## Texte de la page
- - -
Le nouvel entraîneur sélectionneur national de football, qui remplira également les fonctions de directeur technique national, l’Allemand Otto Pfister, est donc arrivé au Cameroun et a été installé par le ministre des Sports et de l’Education physique.
Par Emmanuel Gustave Samnick
C’est l’épilogue d’un long feuilleton qui a débuté avec la démission peu orthodoxe du Hollandais Arie Haan en février dernier. Le débat n’est donc plus de savoir qui sera ou bien qui est le nouveau patron technique des Lions indomptables. Mais l’on doit continuer à s’interroger sur cette exception camerounaise, qui veut que, contre toute logique et contre le bon sens commun, la nomination de l’entraîneur national de football devienne une affaire d’Etat, une histoire trop compliquée.
Nulle part au monde en effet, ni au Togo, ni au Bangladesh, on a vu le poste de sélectionneur national de football rester vacant pendant un seul mois. Un seul ! Au Cameroun, on avait déjà attendu huit mois pour désigner le successeur de Artur Jorge, démissionnaire après la Coupe d’Afrique des nations de janvier-février 2006. C’est le même temps qui s’est écoulé pour que soit connu le successeur du technicien néerlandais, lequel a rendu son tablier en février dernier.
Pourquoi tout cela ? Eh bien, parce que le choix effectué par le ministre en charge du sport (une autre exception camerounaise) doit revêtir les visas des services du Premier ministre et des services de la présidence de la République. Et pourquoi ces visas ? Eh bien, parce que dans la conception de ceux qui croient être l’incarnation de l’Etat, seules les instances gouvernementales et le pouvoir suprême du pays sont à même de savoir ce qui est bien pour les Camerounais. Seules les personnes nommées par décret peuvent avoir le sens de l’intérêt général, le patriotisme, et le sens du devoir au point de faire le bon choix pour notre très chère équipe nationale de football.
- - -
## Jeu de données
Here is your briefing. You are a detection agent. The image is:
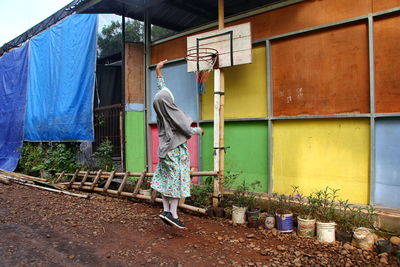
- - -
## Énoncé 1
Recopiez le passage du texte de la page compris entre « Le nouvel entraîneur » et « de l’Education physique. », bornes incluses.
## Énoncé 2
Relevez toutes les personnes désignées par leur nom dans le texte de la page.

## Solution 1
Le nouvel entraîneur sélectionneur national de football, qui remplira également les fonctions de directeur technique national, l’Allemand Otto Pfister, est donc arrivé au Cameroun et a été installé par le ministre des Sports et de l’Education physique.

## Solution 2
Otto Pfister
Emmanuel Gustave Samnick
Arie Haan
Artur Jorge